- _WORK INSTRUCTIONS_
Transcribe the entries below exactly.
---*---
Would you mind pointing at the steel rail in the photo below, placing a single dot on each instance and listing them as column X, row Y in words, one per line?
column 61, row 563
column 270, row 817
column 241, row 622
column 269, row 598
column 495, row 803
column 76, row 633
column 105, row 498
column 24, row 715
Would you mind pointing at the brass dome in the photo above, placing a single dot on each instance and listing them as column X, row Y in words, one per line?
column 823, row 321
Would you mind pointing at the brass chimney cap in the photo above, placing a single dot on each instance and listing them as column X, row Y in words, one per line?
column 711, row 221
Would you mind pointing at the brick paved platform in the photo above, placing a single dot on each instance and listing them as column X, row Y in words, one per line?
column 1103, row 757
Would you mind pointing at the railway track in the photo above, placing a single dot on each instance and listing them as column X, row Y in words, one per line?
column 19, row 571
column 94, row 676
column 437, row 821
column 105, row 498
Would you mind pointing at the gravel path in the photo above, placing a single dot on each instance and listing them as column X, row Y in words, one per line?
---*---
- _ANSWER SPACE_
Would you mind pointing at the steel rail in the photo below, placing a single dot on each instance and listing them as column X, row Y in words, one per line?
column 61, row 563
column 270, row 817
column 241, row 622
column 269, row 598
column 495, row 803
column 76, row 633
column 105, row 498
column 24, row 715
Would you mind pointing at the brass dome in the photo above, placing a single dot on each instance and listing them as column X, row Y in words, one per line?
column 823, row 321
Would you mind pointing at the brass chimney cap in the photo above, placing a single dot on each instance and listing them as column X, row Y in words, one per line?
column 711, row 221
Would you mind pointing at the brick paved platform in the photo above, placing a single dot on each instance and listing them as column X, row Y in words, one per line?
column 1103, row 757
Would you mind pointing at the railway track in the photo above, placing a single dot on each instance and listing them as column X, row Y in words, one per line?
column 19, row 571
column 94, row 676
column 437, row 821
column 105, row 498
Would you mind pointing at the gravel path in the photo above, placing a single dot on each instance and listing them as column X, row Y in words, one per line?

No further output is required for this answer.